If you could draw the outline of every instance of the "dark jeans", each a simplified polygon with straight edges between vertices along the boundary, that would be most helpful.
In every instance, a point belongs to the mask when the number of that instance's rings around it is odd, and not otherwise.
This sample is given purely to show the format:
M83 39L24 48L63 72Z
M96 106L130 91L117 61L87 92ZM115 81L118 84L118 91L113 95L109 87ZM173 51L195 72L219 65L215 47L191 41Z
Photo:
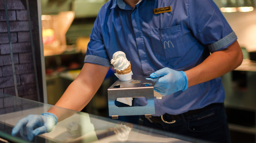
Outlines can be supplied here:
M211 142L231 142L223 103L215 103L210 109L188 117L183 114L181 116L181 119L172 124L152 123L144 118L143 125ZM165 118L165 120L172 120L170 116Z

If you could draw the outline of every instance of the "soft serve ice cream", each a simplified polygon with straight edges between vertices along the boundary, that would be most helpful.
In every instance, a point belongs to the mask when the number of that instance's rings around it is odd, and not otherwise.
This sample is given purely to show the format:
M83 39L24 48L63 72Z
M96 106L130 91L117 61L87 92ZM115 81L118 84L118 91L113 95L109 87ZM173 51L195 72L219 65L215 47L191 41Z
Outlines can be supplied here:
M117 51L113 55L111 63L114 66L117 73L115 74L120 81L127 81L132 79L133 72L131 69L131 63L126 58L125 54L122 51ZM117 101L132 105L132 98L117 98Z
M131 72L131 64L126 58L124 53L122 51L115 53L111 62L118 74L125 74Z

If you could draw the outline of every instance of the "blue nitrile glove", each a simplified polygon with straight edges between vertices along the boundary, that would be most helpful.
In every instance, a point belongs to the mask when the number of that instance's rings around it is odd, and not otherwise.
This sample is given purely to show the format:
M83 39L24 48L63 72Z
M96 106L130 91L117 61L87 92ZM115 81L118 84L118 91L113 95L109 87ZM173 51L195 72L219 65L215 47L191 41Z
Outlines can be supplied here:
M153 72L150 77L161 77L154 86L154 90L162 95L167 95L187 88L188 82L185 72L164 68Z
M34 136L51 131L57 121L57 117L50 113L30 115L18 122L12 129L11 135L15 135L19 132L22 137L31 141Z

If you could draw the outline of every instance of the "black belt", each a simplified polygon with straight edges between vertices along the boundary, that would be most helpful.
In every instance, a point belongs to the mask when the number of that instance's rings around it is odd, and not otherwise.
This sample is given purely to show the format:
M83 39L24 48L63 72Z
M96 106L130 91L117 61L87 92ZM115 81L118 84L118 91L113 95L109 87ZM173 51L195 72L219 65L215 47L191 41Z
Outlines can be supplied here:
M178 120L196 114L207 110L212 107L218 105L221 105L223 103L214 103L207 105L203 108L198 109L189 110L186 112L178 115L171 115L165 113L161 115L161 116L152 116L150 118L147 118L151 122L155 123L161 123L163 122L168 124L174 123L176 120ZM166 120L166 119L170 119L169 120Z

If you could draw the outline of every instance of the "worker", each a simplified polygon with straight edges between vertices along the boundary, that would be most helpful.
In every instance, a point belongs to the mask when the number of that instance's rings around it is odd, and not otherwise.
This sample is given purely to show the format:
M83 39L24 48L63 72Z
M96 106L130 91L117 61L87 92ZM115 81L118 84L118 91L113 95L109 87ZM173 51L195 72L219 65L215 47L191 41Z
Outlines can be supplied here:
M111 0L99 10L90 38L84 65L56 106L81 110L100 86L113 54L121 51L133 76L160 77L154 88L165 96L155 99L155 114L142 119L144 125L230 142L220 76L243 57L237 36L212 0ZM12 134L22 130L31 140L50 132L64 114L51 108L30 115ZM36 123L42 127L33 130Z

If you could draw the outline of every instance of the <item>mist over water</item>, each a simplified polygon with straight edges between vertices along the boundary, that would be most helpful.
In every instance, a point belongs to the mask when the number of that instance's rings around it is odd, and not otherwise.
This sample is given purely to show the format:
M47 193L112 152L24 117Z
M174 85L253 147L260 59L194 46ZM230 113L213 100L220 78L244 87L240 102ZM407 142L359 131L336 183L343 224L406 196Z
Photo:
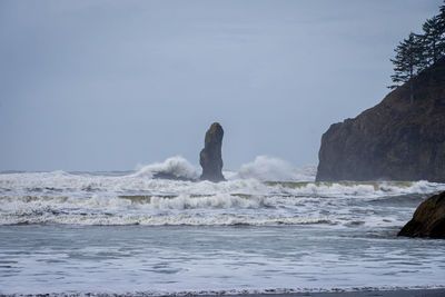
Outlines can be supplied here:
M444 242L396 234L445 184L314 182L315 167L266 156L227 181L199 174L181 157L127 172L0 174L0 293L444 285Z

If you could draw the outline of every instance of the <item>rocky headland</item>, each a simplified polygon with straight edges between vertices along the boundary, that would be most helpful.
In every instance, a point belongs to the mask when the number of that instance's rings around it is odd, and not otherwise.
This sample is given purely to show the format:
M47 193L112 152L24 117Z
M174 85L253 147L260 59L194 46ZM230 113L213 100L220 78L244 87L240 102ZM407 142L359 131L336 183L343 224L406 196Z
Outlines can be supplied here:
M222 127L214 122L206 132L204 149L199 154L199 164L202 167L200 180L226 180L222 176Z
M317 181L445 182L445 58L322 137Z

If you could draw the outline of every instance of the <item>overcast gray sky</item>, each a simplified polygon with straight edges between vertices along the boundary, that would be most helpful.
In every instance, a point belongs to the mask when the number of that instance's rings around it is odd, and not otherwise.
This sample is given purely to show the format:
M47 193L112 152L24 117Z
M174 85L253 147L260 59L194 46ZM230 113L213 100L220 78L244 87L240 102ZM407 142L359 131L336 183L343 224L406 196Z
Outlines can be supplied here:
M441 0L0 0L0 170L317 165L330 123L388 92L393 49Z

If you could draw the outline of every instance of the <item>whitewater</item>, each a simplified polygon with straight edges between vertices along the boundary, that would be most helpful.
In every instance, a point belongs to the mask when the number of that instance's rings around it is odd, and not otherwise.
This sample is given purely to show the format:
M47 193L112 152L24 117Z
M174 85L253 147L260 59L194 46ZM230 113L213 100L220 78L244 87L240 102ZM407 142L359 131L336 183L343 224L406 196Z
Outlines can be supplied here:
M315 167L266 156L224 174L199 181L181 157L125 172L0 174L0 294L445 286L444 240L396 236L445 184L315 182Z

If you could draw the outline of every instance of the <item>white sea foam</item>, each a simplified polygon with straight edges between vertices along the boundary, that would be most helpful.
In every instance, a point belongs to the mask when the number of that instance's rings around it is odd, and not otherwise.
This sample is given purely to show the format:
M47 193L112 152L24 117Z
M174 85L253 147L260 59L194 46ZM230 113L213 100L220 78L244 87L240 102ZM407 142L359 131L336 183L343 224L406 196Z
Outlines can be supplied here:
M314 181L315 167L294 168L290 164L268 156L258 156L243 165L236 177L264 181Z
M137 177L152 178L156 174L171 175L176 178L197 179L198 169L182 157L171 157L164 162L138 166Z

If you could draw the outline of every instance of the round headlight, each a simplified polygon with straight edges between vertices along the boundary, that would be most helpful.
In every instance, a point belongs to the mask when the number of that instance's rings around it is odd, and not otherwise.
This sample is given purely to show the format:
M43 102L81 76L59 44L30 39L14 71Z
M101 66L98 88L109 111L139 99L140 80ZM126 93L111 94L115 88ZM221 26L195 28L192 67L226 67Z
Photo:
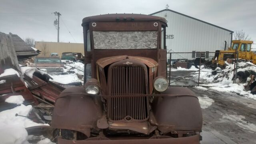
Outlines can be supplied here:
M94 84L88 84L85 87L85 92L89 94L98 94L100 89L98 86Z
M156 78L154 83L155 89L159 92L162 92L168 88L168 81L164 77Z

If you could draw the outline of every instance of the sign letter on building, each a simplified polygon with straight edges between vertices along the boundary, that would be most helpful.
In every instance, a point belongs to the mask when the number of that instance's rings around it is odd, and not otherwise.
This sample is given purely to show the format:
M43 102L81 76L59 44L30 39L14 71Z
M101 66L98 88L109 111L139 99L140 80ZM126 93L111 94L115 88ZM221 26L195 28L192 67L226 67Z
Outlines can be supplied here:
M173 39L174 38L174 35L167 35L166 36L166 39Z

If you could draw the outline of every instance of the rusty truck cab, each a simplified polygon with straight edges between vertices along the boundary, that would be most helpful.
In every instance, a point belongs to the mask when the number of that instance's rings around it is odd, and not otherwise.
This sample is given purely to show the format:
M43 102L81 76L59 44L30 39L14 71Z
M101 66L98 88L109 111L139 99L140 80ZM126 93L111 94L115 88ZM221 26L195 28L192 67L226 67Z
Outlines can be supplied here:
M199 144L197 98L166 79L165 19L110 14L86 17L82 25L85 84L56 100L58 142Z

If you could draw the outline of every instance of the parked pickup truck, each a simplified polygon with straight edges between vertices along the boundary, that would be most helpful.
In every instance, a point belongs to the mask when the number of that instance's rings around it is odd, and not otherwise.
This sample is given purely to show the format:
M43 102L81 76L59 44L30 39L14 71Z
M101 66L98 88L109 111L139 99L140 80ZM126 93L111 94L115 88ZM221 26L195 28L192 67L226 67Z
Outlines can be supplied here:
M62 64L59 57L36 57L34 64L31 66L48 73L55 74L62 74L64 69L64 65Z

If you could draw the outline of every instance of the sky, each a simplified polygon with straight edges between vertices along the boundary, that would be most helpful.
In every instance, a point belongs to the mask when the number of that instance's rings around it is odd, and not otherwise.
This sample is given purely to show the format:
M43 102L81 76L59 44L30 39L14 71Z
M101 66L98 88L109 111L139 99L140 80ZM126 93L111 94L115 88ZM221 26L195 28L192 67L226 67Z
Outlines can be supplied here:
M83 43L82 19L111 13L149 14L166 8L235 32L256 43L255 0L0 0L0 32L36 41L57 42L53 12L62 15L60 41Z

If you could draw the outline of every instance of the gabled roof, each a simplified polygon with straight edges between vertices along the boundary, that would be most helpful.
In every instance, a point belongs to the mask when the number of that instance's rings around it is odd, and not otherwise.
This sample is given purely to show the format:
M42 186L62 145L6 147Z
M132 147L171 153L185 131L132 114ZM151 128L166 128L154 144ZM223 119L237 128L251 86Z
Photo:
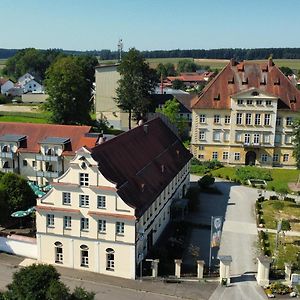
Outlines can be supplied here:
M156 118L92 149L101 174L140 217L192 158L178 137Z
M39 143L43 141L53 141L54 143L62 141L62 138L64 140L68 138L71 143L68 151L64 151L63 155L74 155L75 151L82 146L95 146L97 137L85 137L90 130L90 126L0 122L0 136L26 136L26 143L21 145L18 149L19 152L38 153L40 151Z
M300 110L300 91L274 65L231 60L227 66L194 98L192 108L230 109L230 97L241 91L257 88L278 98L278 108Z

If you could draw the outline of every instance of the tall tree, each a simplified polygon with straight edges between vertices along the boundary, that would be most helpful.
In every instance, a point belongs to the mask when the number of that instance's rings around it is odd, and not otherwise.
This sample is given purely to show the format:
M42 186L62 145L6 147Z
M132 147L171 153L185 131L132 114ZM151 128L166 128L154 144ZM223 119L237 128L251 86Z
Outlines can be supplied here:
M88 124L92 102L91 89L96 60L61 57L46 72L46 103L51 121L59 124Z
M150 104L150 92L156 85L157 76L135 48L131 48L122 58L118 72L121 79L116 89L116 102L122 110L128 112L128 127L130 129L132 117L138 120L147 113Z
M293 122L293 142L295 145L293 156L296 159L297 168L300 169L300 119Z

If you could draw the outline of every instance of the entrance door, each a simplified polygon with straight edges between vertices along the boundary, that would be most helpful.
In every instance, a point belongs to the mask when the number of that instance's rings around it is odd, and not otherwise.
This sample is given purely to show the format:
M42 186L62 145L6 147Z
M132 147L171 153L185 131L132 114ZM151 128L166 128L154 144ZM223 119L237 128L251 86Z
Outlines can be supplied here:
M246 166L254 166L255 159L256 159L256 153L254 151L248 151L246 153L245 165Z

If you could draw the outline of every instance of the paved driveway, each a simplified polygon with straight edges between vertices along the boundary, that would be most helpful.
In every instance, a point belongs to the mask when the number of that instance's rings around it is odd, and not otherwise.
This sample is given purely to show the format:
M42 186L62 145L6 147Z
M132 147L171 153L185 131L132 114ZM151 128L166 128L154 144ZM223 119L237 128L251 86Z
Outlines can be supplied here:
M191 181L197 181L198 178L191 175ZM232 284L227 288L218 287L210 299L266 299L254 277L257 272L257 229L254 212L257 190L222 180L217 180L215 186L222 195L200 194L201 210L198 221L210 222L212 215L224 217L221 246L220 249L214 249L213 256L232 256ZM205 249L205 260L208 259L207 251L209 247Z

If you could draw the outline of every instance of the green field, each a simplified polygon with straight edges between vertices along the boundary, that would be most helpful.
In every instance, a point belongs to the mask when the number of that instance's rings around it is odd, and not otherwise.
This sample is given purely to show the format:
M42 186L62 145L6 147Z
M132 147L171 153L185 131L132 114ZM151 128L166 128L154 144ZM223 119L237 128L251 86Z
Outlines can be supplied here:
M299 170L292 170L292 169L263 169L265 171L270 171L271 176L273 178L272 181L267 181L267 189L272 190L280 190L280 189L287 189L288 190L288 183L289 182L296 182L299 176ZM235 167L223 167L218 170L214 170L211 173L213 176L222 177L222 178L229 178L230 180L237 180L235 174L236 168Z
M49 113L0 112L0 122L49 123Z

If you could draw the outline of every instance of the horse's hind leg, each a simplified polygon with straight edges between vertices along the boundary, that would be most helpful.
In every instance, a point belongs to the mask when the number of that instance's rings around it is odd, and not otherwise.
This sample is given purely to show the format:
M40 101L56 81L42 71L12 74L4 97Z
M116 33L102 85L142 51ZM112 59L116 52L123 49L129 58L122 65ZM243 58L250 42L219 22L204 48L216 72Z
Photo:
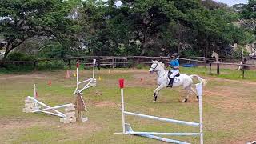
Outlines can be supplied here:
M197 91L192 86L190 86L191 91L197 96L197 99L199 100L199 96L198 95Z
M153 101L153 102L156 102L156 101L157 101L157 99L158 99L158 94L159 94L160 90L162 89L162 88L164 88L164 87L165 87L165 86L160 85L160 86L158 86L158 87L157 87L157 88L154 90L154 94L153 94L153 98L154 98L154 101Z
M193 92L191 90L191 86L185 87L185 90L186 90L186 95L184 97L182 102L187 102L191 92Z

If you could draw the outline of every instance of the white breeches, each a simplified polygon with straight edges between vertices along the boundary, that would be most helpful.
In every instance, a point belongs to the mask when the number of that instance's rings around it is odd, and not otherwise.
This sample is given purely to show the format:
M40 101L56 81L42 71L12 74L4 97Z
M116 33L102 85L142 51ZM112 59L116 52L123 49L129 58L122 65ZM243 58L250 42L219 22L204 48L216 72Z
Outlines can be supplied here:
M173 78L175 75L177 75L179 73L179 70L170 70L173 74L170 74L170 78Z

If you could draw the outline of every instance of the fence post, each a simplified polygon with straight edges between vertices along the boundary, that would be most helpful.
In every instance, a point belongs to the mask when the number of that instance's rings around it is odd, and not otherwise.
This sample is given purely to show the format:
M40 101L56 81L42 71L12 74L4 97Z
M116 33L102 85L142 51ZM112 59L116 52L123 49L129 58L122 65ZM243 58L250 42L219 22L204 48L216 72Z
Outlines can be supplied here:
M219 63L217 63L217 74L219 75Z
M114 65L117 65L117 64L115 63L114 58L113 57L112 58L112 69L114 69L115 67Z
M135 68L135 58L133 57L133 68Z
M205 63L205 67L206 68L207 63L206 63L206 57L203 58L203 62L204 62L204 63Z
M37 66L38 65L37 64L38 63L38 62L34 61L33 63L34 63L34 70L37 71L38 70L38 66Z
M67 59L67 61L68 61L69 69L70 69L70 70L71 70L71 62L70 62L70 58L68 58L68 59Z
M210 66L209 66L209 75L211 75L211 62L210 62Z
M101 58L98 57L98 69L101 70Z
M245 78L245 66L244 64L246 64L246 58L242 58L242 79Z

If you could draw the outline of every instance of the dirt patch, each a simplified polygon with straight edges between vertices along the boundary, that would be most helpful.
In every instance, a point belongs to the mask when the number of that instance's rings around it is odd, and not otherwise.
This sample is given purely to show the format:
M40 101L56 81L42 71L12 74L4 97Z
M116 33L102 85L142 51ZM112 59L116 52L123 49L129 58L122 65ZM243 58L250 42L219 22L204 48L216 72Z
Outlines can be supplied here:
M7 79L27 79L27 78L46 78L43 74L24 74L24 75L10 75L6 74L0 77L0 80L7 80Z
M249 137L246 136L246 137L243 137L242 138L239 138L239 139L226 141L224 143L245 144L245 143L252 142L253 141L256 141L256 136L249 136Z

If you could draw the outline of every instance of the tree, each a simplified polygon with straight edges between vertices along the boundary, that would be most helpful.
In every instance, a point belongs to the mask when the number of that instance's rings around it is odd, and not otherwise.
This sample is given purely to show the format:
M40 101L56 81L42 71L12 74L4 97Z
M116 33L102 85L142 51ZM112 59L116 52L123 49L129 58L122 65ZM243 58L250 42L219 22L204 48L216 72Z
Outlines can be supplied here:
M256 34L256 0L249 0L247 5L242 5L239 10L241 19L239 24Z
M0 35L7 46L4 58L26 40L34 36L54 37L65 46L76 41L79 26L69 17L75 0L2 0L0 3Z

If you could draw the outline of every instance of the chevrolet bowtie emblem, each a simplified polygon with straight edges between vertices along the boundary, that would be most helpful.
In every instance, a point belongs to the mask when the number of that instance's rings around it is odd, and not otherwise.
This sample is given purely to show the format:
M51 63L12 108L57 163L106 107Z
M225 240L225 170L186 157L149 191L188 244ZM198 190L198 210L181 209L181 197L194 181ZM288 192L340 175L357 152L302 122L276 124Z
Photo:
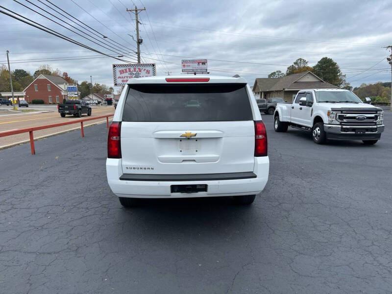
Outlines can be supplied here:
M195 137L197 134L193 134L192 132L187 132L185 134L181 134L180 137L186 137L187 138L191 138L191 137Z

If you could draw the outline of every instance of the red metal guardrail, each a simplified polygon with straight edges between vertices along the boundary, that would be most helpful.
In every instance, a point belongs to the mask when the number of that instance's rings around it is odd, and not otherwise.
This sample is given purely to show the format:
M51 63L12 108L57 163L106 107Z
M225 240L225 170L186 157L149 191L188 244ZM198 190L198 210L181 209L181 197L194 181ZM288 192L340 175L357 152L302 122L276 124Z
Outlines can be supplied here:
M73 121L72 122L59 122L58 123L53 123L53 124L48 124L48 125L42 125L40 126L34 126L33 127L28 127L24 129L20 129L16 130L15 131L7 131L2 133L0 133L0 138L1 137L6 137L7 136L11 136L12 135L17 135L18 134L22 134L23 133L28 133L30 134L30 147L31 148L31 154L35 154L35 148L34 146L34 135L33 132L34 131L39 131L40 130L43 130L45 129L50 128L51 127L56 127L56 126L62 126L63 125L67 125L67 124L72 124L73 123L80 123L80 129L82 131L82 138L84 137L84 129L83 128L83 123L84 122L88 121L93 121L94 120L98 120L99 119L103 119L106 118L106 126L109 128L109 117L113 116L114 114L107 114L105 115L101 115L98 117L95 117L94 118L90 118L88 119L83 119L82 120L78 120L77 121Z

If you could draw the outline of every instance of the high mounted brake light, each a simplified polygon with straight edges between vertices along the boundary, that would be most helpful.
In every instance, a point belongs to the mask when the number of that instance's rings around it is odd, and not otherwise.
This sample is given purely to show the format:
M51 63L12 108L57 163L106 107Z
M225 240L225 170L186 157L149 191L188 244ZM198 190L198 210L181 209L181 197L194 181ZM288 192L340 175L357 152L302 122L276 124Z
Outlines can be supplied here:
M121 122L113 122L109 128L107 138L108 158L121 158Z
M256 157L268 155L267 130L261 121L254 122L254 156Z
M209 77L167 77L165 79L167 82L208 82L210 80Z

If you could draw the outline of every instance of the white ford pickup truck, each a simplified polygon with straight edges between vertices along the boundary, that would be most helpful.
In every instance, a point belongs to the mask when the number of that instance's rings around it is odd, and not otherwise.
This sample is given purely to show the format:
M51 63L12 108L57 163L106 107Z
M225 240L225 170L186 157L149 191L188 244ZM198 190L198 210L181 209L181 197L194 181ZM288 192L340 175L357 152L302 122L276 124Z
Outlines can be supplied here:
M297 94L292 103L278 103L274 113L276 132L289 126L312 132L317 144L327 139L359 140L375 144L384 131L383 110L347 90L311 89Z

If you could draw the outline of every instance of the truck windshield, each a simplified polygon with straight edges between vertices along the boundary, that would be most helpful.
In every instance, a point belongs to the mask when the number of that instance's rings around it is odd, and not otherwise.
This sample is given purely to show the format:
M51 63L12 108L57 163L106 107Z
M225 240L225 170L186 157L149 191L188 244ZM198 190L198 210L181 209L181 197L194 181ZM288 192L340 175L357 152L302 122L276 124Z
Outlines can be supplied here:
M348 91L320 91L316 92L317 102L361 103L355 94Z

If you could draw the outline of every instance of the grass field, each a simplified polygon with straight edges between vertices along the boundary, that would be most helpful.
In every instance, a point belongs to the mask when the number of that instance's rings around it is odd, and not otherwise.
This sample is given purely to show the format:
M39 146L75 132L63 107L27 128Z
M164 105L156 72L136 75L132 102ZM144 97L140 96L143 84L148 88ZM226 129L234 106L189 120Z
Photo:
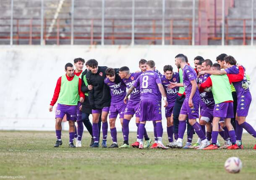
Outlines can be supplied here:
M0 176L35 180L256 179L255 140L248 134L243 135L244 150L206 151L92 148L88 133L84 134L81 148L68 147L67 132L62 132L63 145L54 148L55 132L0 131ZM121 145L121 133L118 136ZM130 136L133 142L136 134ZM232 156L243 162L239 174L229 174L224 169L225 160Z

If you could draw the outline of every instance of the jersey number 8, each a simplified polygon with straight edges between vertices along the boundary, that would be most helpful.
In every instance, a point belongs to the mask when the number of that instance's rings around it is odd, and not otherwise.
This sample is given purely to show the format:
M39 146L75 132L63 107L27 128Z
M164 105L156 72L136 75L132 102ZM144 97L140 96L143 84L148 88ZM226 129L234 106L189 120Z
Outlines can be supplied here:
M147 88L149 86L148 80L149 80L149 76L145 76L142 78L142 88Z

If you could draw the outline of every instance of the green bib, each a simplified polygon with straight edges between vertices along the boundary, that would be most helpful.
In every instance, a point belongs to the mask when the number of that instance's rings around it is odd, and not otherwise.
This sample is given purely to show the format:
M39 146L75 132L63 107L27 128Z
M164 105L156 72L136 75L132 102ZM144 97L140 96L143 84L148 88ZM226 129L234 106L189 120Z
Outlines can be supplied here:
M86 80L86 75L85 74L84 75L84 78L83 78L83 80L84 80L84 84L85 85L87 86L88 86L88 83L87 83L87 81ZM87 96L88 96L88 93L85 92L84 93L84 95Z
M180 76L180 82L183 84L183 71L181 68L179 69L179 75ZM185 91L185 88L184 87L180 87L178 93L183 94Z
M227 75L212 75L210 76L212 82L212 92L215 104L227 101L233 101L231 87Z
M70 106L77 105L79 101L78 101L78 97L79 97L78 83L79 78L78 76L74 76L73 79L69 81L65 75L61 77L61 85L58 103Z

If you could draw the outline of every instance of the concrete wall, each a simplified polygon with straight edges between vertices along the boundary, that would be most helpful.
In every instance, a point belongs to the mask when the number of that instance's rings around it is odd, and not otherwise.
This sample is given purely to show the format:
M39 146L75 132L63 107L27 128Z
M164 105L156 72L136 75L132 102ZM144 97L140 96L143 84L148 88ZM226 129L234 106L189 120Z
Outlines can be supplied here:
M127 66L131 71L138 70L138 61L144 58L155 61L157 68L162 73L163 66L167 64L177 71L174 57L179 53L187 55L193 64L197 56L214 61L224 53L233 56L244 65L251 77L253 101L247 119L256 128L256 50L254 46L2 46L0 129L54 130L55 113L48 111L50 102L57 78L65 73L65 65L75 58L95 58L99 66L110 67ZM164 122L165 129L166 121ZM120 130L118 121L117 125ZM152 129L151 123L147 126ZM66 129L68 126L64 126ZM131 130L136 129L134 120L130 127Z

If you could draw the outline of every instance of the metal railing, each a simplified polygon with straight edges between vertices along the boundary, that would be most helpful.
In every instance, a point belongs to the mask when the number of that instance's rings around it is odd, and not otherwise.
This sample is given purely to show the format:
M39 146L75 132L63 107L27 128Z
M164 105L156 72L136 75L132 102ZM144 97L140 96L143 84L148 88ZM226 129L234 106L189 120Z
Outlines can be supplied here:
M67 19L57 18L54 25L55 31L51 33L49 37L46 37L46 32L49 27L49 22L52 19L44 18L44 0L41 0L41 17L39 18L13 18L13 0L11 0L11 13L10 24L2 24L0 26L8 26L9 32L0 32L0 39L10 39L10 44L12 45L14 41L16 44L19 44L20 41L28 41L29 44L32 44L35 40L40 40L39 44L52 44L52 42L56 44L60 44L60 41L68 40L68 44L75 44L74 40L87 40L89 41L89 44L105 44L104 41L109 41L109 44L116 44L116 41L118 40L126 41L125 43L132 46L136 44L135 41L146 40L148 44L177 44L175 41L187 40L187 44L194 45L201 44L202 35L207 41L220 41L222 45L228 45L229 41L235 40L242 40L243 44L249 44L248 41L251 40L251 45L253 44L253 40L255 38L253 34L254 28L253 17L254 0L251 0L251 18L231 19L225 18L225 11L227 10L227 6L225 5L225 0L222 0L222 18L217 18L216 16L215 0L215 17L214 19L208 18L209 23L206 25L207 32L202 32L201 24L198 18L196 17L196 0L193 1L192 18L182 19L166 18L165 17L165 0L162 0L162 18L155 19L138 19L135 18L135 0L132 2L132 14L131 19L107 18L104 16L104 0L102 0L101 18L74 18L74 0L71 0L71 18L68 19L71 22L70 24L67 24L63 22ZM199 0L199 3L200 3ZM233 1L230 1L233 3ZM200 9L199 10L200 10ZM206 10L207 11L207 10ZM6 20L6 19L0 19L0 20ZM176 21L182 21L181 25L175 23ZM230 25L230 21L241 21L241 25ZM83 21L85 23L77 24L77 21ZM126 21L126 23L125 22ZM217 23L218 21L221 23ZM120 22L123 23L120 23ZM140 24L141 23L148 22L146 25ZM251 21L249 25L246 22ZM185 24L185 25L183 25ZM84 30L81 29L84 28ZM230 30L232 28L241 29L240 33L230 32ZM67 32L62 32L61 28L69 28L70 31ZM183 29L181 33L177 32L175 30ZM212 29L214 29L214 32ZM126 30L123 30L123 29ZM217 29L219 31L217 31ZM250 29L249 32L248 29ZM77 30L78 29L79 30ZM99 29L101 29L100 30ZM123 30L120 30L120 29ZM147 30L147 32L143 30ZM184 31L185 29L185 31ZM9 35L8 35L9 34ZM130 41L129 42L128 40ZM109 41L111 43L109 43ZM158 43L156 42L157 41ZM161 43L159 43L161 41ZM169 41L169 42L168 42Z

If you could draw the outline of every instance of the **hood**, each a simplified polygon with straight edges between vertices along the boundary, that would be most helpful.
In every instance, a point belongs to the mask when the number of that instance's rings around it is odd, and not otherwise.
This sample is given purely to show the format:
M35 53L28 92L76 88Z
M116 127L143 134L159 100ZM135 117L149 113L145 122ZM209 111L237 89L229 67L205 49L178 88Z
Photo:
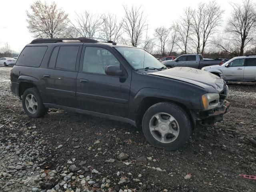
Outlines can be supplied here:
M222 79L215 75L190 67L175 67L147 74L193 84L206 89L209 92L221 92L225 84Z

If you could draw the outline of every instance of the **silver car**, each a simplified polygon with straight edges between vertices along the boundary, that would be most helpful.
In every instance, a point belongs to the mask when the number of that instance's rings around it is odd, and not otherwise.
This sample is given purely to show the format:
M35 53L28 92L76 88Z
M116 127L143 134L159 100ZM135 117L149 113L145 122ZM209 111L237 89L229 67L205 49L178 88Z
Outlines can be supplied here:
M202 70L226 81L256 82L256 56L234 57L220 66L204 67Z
________________________________________
Exercise objective :: Write out, word for word, the stretch of the items from their start through the line that contains "M211 142L231 142L223". Omit the pictures from your copy.

Solution to this exercise ::
If you could draw the outline of every instance of the "dark jeans", each a simplified polygon with straight edges between vertices along the boundary, that would be most helpful.
In every instance, a point belongs to the mask when the number of that instance's rings around it is odd, and not otherwise.
This sample is given purely to show the format:
M83 39L24 48L63 72Z
M96 106L130 91L117 61L87 92ZM115 81L118 84L118 91L113 95L109 87ZM173 51L195 72L219 65L215 47L191 41Z
Photo:
Outlines can be supplied here:
M211 142L231 142L223 103L215 103L210 109L188 117L183 114L181 116L181 119L172 124L152 123L144 118L143 125ZM165 118L165 120L172 120L170 116Z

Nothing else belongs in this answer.